Goal: Arrange the listing below as a two-column CSV with the header row input,output. Put each text in the input column beside its answer in the output column, enclose every field in double quotes, and replace line breaks with spaces.

Provided records:
####################

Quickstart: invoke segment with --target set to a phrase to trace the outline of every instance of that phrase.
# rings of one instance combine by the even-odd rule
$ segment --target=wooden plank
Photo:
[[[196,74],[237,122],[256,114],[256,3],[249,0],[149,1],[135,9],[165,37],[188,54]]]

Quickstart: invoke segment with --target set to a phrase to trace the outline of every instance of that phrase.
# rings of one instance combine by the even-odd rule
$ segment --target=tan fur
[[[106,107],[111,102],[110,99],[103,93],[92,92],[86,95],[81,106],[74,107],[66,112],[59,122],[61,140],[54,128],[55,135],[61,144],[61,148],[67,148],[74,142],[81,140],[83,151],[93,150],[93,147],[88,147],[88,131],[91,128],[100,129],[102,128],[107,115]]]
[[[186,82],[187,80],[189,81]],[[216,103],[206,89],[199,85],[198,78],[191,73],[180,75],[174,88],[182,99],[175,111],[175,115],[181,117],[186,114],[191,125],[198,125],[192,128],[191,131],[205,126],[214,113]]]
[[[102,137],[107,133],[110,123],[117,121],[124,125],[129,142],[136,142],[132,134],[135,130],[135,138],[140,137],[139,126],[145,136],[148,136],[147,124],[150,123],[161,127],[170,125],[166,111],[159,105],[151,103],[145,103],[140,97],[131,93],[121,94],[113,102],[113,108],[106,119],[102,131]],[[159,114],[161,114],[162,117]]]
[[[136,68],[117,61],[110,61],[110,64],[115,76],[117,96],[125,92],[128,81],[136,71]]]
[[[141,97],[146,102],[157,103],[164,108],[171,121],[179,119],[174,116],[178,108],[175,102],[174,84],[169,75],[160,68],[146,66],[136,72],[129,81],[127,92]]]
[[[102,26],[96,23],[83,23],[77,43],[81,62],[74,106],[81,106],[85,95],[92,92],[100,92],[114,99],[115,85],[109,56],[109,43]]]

####################

Exercise output:
input,output
"Quickstart: invoke segment with --target set to a phrase to trace the outline of every instance of that phrase. # rings of one instance combine by the even-odd rule $ segment --target=wooden plank Photo:","[[[196,74],[237,122],[256,114],[256,3],[249,0],[149,1],[135,9],[165,37],[188,54]]]"
"Quickstart: invoke segment with --target set to a phrase to trace the outline of every instance of that phrase. # rings of one instance combine by the even-odd rule $ segment --target=tan fur","[[[106,107],[111,102],[110,99],[103,93],[92,92],[86,95],[81,106],[74,107],[66,112],[59,122],[61,140],[54,128],[55,135],[61,144],[61,148],[67,148],[74,142],[81,140],[83,151],[93,150],[93,147],[88,147],[88,131],[91,128],[100,129],[102,128],[107,115]]] [[[186,82],[187,80],[189,81]],[[216,103],[206,89],[199,85],[198,78],[191,73],[180,75],[174,88],[182,99],[175,111],[175,115],[181,117],[186,114],[191,125],[198,125],[192,128],[191,131],[205,126],[214,113]]] [[[102,137],[107,133],[110,123],[117,121],[124,125],[129,142],[136,142],[132,134],[135,130],[135,138],[140,137],[139,126],[145,136],[148,136],[147,124],[150,123],[161,127],[170,125],[166,111],[159,105],[151,103],[145,103],[140,97],[131,93],[121,94],[113,102],[113,108],[106,119],[102,131]],[[159,114],[161,114],[162,117]]] [[[136,68],[117,61],[110,61],[110,64],[115,76],[117,96],[125,92],[128,81],[136,71]]] [[[141,97],[146,102],[157,103],[164,108],[171,121],[179,119],[174,116],[178,108],[175,102],[174,84],[169,75],[160,68],[146,66],[136,72],[129,81],[127,92]]] [[[102,26],[96,23],[83,23],[77,43],[81,62],[74,106],[81,106],[85,95],[92,92],[100,92],[114,99],[115,85],[109,56],[109,43]]]"